(Stored entries)
====
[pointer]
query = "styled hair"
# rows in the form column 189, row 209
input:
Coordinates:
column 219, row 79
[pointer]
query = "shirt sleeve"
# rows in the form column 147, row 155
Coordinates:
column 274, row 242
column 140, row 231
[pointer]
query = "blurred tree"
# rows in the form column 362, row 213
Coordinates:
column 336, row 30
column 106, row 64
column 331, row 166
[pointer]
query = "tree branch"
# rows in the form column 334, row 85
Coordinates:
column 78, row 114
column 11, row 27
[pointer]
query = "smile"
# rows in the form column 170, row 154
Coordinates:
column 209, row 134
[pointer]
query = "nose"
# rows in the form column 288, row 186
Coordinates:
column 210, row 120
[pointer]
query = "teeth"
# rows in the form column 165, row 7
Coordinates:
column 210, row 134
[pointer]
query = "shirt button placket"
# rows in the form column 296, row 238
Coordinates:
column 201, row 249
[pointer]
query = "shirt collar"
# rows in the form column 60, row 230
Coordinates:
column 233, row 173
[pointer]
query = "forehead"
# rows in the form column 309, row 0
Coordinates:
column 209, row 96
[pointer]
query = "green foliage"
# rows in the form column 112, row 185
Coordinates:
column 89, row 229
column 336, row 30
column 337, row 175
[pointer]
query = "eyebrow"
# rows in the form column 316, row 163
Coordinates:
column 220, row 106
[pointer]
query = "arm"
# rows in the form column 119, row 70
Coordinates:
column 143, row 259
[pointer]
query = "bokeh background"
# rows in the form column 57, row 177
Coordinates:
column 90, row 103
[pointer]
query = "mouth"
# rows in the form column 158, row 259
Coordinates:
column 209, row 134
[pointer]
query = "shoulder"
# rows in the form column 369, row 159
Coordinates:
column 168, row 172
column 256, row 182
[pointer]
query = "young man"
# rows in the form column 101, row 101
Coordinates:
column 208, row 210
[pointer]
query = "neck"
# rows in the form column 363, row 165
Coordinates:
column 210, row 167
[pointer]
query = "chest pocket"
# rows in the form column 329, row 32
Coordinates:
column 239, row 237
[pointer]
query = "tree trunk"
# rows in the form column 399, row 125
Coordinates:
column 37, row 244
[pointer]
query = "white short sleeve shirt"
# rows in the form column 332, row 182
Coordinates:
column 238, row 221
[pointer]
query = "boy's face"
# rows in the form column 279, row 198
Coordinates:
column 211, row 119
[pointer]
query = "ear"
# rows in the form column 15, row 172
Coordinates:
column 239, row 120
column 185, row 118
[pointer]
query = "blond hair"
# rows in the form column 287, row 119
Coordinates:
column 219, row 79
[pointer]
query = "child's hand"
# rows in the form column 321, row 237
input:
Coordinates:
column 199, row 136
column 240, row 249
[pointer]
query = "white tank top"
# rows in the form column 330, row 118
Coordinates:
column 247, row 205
====
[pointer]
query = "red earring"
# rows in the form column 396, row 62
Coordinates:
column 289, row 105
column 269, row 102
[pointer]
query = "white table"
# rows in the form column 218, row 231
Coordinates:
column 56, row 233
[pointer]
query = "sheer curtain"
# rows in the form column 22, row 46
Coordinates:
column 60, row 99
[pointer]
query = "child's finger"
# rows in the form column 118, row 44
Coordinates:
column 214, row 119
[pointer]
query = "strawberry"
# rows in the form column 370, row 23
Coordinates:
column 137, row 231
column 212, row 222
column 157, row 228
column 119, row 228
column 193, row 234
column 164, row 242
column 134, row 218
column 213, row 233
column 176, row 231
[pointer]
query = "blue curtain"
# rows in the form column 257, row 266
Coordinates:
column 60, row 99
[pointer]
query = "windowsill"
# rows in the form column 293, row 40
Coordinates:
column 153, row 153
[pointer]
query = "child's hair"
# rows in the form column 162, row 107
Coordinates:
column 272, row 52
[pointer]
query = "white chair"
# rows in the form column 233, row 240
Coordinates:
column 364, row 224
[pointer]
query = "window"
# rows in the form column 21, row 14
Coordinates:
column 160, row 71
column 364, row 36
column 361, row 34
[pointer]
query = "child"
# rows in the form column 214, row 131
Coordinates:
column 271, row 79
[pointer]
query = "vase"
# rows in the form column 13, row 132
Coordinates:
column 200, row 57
====
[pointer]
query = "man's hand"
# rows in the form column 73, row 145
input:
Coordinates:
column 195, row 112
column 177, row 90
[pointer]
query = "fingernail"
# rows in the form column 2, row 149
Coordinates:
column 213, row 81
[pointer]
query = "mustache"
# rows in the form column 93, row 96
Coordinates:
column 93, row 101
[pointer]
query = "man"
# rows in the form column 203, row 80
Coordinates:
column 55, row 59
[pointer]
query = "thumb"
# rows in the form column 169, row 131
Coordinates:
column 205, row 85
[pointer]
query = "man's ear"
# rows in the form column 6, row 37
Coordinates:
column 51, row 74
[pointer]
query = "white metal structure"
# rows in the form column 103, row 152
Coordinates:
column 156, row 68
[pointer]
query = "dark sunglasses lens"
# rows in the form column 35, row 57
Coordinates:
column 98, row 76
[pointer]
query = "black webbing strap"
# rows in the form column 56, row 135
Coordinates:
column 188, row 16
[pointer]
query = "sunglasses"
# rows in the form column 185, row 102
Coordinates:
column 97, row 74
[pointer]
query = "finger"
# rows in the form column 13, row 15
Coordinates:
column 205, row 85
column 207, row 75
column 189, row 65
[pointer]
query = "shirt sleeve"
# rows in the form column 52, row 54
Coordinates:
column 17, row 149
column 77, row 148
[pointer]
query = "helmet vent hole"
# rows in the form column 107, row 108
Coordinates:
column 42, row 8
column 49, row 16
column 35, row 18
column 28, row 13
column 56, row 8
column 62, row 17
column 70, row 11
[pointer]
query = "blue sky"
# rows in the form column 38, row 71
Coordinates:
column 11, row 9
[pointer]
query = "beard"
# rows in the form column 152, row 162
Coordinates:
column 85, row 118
====
When a line of the data holds the string "curtain", pick it out and copy it.

query = "sheer curtain"
query = "blue curtain"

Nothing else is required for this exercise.